Data entries:
::::::::::

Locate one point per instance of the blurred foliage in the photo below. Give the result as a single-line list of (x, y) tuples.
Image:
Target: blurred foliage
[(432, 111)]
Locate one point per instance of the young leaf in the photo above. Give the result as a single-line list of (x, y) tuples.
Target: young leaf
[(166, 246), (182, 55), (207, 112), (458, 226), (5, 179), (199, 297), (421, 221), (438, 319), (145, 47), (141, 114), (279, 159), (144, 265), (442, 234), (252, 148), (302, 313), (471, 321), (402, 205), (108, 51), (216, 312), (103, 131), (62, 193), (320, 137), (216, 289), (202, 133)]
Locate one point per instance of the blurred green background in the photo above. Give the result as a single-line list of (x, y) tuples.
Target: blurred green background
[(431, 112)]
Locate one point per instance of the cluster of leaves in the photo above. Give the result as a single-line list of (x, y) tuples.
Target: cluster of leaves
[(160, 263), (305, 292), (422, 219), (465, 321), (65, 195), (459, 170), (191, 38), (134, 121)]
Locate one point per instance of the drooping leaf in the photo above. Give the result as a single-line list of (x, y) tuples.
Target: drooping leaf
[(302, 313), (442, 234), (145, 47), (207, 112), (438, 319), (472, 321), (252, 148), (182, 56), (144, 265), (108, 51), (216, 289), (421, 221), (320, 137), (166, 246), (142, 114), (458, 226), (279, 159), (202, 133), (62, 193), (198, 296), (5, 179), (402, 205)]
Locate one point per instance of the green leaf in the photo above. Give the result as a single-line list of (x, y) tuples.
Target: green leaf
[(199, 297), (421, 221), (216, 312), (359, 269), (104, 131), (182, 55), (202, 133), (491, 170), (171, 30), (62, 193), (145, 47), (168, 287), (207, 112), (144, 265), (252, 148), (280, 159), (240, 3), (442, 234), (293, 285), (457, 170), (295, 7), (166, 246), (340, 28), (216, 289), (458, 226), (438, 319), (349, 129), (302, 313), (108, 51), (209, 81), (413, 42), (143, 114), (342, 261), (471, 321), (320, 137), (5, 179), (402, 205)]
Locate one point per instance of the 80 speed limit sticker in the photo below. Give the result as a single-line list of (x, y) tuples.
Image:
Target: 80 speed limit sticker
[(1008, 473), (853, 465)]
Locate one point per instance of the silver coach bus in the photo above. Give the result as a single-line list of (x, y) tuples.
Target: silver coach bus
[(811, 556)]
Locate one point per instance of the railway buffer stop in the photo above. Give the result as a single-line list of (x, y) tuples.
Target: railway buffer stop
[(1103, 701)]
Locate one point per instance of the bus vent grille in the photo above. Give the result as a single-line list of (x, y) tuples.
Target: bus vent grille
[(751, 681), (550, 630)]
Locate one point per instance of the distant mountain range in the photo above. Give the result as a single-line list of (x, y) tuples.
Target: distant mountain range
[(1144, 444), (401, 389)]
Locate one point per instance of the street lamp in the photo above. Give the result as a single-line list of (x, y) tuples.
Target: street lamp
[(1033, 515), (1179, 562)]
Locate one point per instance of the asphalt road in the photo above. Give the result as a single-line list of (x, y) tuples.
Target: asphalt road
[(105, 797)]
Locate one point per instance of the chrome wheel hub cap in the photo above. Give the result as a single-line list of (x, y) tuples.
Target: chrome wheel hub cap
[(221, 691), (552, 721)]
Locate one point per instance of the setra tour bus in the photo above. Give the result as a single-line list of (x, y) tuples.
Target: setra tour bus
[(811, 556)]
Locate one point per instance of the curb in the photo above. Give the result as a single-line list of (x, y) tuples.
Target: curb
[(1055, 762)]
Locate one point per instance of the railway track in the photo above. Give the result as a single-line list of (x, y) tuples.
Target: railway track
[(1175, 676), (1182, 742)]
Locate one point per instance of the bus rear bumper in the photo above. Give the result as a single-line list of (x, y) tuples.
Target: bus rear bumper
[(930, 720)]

::::::::::

Please write out the listing again from its first line through the line containing "[(432, 111)]", changing "foliage" to "greenery" and keeping everything else the same. Return only those lines.

* _SOLUTION TO THIS PROBLEM_:
Locate one point per instance of the blurred greenery in the photo below. Give the result as a single-line list of (x, y) tuples.
Image:
Target: blurred greenery
[(432, 111)]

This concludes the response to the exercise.